SET PROBLEM A: Would you quote the passage on market choices and voting, starting with "Forget here about" and going on through "of collective voting."?
── TEXT EXCERPT ──
Forget here about the impossibility of designing a voting system that processes and aggregates individual-voters’ preferences to generate outcomes that are “the People’s will” in the same way that choices and actions of a flesh-and-blood individual generate outcomes that are that individual’s will.  (Anthropomorphizing the collective is a grievous intellectual error that, innocent as it might appear, invites ethical atrocities.)  Instead, recognize only the straightforward fact that in the vast majority of cases, market decisions satisfy the preferences of a much larger number, and proportion, of people than does even the best designed, corruption-free, and most inclusive system of collective voting.

Go to a supermarket and observe a dozen different shoppers.  Each shopper will have in his or her shopping cart a different selection (and different number) of groceries to buy than will any of the other 11 shoppers.  It doesn’t matter what you think of Ms. Jones’s selection of groceries (perhaps she’s buying a bottle of white zinfandel that you find to be yucky); it doesn’t matter what any other shopper, say, Mr. Smith, thinks of Ms. Jones’s selections or what Ms. Jones thinks of Mr. Smith’s selections.  Neither Ms. Jones nor Mr. Smith needs to win your approval, to win each other’s approval, or to win the approval of any other shopper or shoppers to choose what each chooses to purchase.  The only agreement required is that between each shopper and the supermarket: if the shopper values each chosen product as least as highly as the price charged for the item, and as long as the supermarket is willing to sell each of the items at its posted price, all is well.

The “dollar votes” (as they are often called) here do not require a minority of shoppers to buy only what the majority of shoppers votes to buy.  Everyone in the supermarket (and the supermarket owner) has his or her preferences met.
───
── DATA ENTRIES ──
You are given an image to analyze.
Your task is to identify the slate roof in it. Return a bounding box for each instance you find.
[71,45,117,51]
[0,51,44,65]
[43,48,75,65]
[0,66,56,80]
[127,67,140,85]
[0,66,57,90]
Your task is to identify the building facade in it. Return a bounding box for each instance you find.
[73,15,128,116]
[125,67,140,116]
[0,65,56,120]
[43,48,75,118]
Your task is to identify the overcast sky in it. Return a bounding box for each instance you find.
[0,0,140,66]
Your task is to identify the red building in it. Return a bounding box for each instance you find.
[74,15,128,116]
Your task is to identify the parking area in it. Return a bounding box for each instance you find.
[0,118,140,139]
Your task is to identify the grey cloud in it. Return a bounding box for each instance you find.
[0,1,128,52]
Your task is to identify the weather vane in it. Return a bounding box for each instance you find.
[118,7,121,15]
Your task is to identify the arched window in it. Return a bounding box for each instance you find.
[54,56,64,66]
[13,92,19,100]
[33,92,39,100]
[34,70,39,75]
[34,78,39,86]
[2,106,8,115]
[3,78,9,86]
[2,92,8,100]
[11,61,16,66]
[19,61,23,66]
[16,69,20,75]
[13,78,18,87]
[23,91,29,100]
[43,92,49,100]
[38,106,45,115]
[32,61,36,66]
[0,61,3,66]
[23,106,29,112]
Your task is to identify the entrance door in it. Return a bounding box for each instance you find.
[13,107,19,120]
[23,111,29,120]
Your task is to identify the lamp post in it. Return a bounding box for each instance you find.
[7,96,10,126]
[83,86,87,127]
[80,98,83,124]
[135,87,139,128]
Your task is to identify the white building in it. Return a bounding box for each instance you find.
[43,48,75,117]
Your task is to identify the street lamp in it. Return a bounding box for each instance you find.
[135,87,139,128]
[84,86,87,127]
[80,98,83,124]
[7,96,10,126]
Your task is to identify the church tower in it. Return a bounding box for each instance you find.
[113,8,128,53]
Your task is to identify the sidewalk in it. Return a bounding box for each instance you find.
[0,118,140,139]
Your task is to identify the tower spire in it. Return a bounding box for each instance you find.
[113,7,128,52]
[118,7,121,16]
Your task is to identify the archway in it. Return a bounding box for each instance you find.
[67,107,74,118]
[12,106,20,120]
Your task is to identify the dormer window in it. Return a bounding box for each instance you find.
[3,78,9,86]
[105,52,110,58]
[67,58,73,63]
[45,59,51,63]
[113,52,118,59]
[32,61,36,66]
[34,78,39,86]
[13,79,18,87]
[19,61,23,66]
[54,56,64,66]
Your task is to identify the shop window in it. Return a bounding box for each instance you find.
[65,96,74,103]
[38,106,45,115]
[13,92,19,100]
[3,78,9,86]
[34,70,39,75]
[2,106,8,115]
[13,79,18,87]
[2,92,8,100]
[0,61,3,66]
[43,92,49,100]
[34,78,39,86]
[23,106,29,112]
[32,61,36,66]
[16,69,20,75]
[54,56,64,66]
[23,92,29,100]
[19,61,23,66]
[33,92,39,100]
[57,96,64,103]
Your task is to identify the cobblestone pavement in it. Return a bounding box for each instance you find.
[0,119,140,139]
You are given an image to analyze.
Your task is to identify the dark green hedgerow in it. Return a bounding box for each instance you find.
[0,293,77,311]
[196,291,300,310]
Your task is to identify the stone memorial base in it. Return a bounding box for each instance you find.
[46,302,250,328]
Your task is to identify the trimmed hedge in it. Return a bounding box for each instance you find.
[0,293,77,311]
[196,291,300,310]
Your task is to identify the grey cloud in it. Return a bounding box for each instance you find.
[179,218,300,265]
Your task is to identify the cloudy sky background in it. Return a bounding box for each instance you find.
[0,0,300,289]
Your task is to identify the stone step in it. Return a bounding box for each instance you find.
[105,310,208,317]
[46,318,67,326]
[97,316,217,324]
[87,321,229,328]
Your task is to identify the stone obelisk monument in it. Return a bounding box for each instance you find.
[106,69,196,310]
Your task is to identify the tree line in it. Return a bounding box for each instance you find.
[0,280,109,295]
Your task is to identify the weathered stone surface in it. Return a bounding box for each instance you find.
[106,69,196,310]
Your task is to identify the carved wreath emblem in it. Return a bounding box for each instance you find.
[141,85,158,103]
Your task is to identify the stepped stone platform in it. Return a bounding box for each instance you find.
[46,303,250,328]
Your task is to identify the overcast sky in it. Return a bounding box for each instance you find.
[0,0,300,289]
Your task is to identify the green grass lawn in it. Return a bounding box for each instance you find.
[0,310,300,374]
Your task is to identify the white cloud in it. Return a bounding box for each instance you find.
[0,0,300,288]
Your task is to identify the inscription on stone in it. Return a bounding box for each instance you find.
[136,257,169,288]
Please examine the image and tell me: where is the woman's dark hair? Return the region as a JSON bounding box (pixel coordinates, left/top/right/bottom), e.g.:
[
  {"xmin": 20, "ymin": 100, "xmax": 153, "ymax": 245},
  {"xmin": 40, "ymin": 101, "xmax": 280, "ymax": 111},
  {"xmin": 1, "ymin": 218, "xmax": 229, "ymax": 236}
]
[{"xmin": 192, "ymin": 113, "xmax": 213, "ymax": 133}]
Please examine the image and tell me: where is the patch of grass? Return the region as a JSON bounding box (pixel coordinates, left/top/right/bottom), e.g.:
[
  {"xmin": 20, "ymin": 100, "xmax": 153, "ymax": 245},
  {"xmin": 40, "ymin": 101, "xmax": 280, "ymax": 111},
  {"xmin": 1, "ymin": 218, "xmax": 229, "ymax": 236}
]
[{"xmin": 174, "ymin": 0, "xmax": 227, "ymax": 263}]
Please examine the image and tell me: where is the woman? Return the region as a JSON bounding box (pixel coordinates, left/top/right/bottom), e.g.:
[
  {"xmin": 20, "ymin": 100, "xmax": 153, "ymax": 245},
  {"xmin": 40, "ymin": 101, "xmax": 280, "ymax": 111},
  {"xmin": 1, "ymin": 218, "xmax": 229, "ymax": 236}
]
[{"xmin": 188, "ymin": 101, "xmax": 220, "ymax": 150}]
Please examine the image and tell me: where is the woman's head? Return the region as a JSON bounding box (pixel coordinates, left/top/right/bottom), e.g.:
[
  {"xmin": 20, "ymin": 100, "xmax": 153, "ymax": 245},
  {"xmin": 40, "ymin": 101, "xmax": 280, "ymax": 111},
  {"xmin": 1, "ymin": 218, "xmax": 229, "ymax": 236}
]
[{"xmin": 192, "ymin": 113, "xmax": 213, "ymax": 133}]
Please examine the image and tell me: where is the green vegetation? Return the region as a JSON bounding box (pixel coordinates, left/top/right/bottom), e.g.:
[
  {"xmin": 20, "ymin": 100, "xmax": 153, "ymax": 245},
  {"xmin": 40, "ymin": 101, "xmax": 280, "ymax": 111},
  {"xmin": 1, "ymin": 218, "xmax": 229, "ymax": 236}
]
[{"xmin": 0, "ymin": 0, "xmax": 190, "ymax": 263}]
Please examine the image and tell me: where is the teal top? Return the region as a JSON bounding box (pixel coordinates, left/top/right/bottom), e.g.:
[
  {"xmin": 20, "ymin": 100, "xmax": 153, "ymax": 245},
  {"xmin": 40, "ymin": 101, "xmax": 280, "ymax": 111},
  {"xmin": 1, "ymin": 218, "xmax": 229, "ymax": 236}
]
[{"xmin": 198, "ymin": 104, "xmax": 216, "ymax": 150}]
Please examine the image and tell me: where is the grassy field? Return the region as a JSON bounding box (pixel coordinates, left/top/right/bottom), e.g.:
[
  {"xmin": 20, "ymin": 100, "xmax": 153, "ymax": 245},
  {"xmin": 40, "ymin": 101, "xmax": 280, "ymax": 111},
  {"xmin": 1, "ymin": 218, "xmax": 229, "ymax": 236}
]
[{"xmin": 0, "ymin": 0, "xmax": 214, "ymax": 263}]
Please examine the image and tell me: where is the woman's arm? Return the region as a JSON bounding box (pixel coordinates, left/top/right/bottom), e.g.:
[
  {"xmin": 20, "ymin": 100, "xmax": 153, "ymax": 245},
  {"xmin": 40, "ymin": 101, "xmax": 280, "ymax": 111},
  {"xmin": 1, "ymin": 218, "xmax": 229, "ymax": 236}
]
───
SET PROBLEM B: How many lines in the listing contain the string "lamp"? Reply with the number alone.

RESULT A:
Forget here about the impossibility of designing a voting system that processes and aggregates individual-voters’ preferences to generate outcomes that are “the People’s will” in the same way that choices and actions of a flesh-and-blood individual generate outcomes that are that individual’s will.  (Anthropomorphizing the collective is a grievous intellectual error that, innocent as it might appear, invites ethical atrocities.)  Instead, recognize only the straightforward fact that in the vast majority of cases, market decisions satisfy the preferences of a much larger number, and proportion, of people than does even the best designed, corruption-free, and most inclusive system of collective voting.

RESULT B: 2